— Compiti da svolgere —
a – Secondo il testo su Fassbinder, in quale data morì il regista?
b – Indica se ciascuna affermazione concorda con il testo su Fassbinder, rispondendo sì o no e citando le parole decisive: (i) Fassbinder morì pochi giorni dopo aver compiuto trentasette anni; (ii) Michael Töteberg elenca cinquanta film; (iii) l'elenco di Töteberg esclude i lavori per la televisione.
---- Testo di riferimento
RWF 30 – Teatro fassbinderiano da Monaco a Milano

Sono passati trent’anni da quando, il 10 giugno 1982, Rainer Werner Fassbinder moriva qualche giorno dopo il suo trentasettesimo compleanno. A quella data lo scrittore, attore, regista teatrale e cinematografico aveva già prodotto un’opera quantitativamente e qualitativamente debordante, certamente eclettica e secondo molti diseguale. Michael Töteberg elenca nella scheda del KLG quarantadue film fra il 1965 e il 1982, ivi compresi i lavori per la televisione e il contributo per la pellicola a più mani Deutschland im Herbst (Germania in autunno, D 1978) – molti di questi hanno fatto la storia del cinema, tedesco e non solo.
--------
---- Record forniti
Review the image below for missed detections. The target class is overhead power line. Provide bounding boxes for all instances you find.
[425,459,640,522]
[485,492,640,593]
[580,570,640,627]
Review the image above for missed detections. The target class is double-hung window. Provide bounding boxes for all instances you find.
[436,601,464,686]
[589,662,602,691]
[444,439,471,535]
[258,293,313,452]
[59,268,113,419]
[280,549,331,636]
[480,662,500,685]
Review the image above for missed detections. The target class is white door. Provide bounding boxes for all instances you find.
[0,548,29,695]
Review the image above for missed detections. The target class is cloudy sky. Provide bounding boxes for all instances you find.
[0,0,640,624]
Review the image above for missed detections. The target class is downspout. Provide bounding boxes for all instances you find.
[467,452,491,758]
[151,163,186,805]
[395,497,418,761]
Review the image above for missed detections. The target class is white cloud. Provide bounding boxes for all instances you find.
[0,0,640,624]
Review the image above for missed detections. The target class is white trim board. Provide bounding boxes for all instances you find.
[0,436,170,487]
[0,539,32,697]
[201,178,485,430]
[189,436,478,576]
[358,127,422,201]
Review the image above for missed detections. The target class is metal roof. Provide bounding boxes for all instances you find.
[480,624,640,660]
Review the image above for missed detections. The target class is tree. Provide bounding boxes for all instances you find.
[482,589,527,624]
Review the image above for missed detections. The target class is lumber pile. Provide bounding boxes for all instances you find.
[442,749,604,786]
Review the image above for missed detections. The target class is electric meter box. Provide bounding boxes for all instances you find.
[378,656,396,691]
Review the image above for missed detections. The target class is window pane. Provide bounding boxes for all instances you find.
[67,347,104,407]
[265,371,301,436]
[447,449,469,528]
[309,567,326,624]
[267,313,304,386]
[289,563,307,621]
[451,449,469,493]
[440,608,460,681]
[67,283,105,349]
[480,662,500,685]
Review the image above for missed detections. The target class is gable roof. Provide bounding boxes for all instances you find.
--------
— Soluzioni corrette —
a – Il 10 giugno 1982.

b –
(i) Sì: «moriva qualche giorno dopo il suo trentasettesimo compleanno».
(ii) No: «quarantadue film fra il 1965 e il 1982».
(iii) No: «ivi compresi i lavori per la televisione».